**Problem details**
The records appear below. Report how many of their lines contain the word "peninsula", giving the number alone.

**Stored data entries**
-=-=-=-=-

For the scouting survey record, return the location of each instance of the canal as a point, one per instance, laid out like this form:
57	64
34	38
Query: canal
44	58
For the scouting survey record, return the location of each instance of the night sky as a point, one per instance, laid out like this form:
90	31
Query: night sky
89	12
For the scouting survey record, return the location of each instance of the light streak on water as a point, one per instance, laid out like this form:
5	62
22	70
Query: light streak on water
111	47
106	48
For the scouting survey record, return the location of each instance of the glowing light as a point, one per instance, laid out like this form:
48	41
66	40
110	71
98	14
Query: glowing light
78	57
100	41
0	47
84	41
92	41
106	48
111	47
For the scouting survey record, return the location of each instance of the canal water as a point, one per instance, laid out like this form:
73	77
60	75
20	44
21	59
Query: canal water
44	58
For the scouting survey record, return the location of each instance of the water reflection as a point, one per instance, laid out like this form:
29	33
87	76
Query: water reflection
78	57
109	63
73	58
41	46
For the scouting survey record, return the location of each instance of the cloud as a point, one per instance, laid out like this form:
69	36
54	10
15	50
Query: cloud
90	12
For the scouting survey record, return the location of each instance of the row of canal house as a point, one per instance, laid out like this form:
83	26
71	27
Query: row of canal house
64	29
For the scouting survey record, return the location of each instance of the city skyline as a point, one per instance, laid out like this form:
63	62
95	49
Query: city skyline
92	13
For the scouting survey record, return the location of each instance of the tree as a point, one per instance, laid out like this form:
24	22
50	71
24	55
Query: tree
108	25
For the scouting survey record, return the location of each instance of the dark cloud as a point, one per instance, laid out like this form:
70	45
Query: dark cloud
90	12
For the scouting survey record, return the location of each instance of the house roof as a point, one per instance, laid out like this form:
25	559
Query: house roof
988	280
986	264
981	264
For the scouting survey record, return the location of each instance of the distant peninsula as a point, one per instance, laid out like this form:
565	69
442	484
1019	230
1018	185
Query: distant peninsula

-=-=-=-=-

**Solution below**
2